Problem to solve: Restate the data that follows exactly as it stands, beginning with the first line and ending with the line that contains "positive clicks: (551, 532) (561, 528)".
********************
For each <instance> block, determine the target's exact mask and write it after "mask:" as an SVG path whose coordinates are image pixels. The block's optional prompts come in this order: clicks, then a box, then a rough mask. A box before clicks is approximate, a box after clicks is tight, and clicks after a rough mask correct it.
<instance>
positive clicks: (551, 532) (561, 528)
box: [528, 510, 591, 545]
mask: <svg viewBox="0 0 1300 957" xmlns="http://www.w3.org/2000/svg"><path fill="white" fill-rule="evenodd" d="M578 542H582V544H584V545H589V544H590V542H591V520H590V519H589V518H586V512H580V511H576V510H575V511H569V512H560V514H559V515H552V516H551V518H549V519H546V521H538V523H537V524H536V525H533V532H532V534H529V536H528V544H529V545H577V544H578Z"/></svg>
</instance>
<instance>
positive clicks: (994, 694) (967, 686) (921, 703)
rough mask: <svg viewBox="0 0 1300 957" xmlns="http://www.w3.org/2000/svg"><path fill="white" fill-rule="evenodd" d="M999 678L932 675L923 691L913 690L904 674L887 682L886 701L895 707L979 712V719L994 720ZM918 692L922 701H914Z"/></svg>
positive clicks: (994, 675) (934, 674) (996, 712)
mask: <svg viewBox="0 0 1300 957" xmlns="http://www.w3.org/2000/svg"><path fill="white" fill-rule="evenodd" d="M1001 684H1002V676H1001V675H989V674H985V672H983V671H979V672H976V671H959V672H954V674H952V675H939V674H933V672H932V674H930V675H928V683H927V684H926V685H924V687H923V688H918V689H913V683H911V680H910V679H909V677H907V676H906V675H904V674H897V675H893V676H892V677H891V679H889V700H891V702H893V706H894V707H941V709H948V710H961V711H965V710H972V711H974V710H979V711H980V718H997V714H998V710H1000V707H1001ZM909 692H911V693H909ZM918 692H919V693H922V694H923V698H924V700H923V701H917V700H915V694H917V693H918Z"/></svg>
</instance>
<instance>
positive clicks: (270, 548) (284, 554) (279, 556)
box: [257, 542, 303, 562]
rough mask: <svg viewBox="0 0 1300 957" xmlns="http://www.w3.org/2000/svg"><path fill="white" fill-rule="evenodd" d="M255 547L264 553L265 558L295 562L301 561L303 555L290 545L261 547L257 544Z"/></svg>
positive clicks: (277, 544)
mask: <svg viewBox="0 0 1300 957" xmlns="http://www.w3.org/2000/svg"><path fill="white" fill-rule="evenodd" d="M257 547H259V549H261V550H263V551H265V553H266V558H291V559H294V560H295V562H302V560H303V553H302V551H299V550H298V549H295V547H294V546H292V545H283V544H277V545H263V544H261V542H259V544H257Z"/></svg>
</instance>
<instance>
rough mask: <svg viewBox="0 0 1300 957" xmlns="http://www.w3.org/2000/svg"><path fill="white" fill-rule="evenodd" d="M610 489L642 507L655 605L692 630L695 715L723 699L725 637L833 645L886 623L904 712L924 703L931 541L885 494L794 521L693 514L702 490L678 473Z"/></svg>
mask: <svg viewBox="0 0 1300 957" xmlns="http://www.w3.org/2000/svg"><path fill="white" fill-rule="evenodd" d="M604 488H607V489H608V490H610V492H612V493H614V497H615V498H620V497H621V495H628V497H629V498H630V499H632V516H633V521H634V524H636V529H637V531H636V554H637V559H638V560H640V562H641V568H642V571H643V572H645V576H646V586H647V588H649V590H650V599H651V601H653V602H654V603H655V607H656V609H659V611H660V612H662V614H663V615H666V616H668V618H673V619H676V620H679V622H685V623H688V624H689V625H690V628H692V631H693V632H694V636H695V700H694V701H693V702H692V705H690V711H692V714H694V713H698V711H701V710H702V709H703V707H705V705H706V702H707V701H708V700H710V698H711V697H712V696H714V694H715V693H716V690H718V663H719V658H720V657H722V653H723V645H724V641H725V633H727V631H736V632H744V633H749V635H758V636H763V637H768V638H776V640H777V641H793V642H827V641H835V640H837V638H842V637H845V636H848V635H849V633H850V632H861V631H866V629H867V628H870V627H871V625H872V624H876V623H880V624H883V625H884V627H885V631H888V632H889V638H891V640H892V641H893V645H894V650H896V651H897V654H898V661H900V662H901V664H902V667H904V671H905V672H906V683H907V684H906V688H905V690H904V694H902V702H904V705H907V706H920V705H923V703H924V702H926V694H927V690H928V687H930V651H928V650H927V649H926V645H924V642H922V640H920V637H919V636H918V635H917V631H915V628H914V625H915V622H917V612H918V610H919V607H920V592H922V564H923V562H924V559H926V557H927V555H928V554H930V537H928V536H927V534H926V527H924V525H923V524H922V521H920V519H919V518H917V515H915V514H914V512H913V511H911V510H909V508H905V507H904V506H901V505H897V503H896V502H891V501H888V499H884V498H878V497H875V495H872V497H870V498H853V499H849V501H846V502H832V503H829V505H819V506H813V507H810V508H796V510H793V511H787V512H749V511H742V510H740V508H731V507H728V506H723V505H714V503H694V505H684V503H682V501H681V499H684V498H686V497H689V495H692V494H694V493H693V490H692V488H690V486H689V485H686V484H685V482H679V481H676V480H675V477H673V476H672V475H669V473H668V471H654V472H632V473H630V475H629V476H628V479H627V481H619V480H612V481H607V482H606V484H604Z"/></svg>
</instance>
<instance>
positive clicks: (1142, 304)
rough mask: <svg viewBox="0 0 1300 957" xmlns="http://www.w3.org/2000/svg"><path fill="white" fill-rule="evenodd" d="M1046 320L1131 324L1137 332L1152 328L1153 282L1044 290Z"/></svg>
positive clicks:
********************
Reply:
For each <instance> block, determine the target's exact mask and write it after "mask:" as an SVG path whose coordinates are image pixels. The block's optional prompts come in this order: clicks, then a box, then a rough mask. A box before clicks is approximate, a box after clicks is tight, and clicks after a rough mask correct it.
<instance>
positive clicks: (551, 532) (561, 528)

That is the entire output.